**Travail à faire:**
**a.** Relevez dans l'extrait sur les anabaptistes toutes les fonctions que ceux-ci n'exercent pas du fait de leur refus de porter les armes.
**b.** D'après l'extrait sur les anabaptistes, quel nom se donnent-ils eux-mêmes ?

**Document:**
****************
Voici l’un des récits qu’il rapporte dans l’Ami de la Maison :

« Le dogme principal des anabaptistes, celui qui les distingue de toutes les autres sectes religieuses du continent européen (la Société des Amis, ou Quakers, étant surtout anglo-saxonne), c’est le principe de la non-résistance. Eux-mêmes s’appellent les Chrétiens sans défense ; ils refusent de porter des armes, même pour résister aux voleurs de grand chemin ; ils ne sont, par conséquent, ni soldats, ni gendarmes, ni gardes-champêtres ; ils prennent à la lettre l’ordre de Jésus-Christ : « Si quelqu’un te frappe sur la joue droite, présente-lui aussi l’autre ». Ils ont l’héroïsme de la paix. Cette secte a vécu dans les pays du monde les plus batailleurs, et dans les époques les plus agitées, recevant des coups de tous les belligérants et n’en rendant jamais aucun ; foulée aux pieds par toutes les armées, comme l’herbe des champs sous le pas des chevaux, qui se redresse pour repousser ensuite drue et vivace comme auparavant.
****************
**Jeu de données:**
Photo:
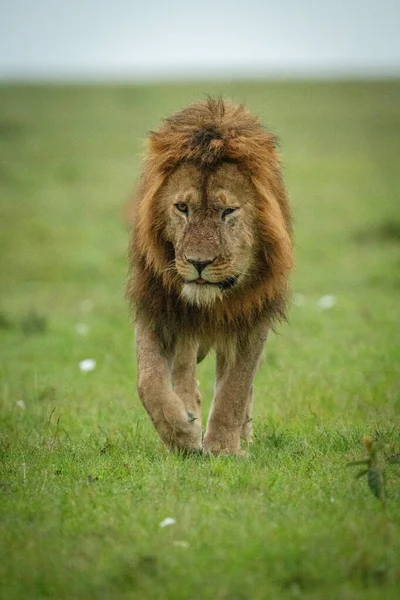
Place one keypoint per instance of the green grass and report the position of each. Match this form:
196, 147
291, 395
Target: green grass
84, 481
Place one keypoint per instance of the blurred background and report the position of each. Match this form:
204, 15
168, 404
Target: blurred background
130, 40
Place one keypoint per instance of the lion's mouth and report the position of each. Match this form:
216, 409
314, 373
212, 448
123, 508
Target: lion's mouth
226, 284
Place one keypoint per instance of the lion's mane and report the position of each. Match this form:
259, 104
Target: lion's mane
206, 135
****************
**Les réponses:**
**a.** soldats, gendarmes, gardes-champêtres

**b.** Ils s'appellent les Chrétiens sans défense.